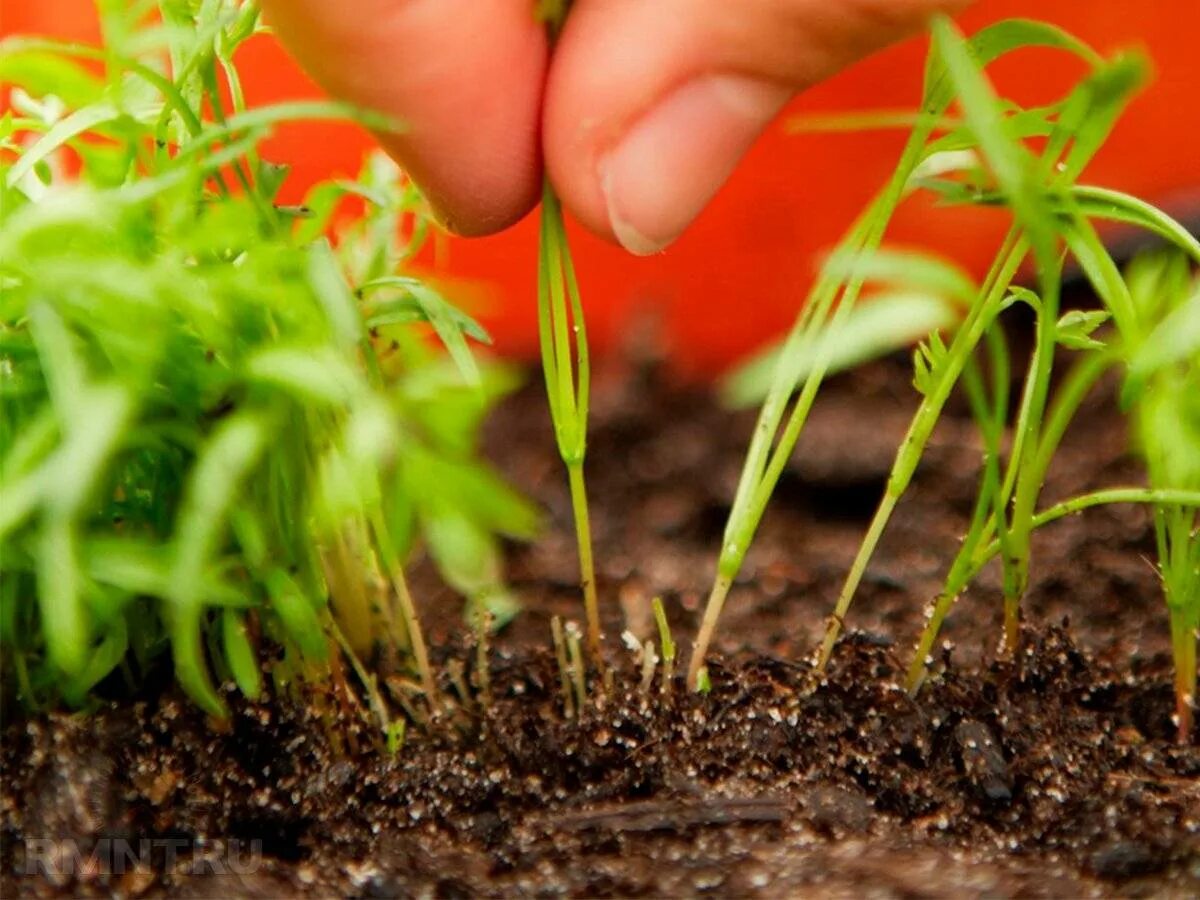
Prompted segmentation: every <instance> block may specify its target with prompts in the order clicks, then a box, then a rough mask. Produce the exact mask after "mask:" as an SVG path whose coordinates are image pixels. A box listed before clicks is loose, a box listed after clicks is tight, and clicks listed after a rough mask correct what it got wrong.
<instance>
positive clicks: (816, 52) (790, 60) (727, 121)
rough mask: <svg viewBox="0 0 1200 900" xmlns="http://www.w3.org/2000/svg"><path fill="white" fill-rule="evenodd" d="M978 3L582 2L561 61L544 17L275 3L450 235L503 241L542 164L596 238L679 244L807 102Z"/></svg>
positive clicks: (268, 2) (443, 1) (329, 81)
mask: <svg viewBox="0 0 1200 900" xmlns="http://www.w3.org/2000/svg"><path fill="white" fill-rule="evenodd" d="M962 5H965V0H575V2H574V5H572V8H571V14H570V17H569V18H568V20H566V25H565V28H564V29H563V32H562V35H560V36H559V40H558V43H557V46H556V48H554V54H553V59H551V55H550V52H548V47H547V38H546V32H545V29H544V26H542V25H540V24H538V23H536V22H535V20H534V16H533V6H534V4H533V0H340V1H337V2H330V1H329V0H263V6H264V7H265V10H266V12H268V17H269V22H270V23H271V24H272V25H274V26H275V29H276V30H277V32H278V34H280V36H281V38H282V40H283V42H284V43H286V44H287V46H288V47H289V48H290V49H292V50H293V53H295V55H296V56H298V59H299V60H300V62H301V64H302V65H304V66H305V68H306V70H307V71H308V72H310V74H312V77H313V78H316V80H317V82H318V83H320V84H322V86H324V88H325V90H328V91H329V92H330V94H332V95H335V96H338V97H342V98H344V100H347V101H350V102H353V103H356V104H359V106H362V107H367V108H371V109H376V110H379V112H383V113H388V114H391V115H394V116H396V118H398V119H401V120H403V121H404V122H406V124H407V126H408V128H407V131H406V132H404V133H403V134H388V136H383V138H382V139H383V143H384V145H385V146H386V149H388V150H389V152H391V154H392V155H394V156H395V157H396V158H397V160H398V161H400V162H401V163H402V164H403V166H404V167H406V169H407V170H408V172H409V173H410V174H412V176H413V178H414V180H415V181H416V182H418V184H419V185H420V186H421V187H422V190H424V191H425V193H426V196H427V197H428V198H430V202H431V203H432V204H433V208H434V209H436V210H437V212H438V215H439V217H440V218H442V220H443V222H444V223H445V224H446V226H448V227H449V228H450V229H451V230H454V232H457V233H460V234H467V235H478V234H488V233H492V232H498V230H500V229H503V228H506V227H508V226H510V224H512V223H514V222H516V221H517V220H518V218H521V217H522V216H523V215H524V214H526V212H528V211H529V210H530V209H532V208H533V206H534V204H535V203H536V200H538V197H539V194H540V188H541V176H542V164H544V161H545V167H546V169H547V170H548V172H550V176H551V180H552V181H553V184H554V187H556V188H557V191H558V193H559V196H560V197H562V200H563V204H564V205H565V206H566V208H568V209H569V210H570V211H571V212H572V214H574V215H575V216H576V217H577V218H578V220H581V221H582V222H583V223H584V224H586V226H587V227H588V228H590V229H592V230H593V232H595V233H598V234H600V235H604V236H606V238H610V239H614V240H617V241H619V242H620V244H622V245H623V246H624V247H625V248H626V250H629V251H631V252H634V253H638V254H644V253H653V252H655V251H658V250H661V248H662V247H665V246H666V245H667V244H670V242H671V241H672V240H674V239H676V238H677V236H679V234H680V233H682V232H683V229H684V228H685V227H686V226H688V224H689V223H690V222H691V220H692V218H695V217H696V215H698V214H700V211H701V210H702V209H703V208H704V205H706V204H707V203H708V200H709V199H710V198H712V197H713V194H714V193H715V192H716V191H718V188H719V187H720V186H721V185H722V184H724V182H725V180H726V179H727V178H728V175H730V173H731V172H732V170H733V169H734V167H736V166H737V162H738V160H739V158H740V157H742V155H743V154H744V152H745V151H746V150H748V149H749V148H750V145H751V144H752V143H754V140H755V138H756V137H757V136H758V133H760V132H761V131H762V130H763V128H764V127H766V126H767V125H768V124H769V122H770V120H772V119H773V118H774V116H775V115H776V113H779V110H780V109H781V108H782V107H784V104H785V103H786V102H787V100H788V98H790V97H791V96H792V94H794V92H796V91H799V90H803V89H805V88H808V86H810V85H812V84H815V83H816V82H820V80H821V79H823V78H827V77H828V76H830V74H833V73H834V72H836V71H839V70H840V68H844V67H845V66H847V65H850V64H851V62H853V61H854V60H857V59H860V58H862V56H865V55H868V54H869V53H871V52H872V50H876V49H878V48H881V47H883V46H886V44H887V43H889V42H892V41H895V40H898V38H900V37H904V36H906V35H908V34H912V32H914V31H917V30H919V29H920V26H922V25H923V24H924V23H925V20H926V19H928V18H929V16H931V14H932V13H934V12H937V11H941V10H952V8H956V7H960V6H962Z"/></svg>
# # # # #
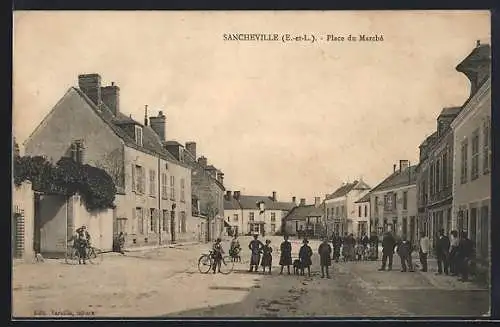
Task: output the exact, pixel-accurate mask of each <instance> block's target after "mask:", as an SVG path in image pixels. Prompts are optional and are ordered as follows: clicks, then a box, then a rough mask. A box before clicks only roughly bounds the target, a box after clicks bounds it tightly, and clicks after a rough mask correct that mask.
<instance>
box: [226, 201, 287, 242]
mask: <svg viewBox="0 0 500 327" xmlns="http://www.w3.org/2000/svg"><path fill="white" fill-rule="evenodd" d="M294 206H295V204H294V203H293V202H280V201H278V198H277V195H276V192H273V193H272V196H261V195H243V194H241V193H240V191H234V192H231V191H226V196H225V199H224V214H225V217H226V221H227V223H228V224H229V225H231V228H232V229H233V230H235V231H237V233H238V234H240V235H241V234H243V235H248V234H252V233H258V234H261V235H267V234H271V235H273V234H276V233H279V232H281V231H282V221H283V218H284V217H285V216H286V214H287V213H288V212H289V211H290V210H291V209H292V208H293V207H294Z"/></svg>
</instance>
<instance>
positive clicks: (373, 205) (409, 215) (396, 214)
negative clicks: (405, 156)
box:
# # # # #
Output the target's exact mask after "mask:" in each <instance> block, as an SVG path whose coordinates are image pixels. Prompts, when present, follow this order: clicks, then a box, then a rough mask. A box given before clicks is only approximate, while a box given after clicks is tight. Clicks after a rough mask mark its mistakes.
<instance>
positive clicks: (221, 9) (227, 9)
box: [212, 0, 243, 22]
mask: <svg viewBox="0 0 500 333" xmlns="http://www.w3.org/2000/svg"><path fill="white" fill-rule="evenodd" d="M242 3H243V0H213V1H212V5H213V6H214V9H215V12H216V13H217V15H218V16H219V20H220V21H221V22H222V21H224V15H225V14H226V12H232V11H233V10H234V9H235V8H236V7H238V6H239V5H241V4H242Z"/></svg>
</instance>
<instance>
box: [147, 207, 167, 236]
# # # # #
### Exercise prompt
Gather every line from the records above that contains the word "positive", and copy each one. Case counts.

### Solution
positive clicks: (816, 52) (790, 60) (727, 121)
positive clicks: (268, 2) (443, 1) (329, 81)
positive clicks: (373, 205) (409, 215) (396, 214)
positive clicks: (221, 9) (227, 9)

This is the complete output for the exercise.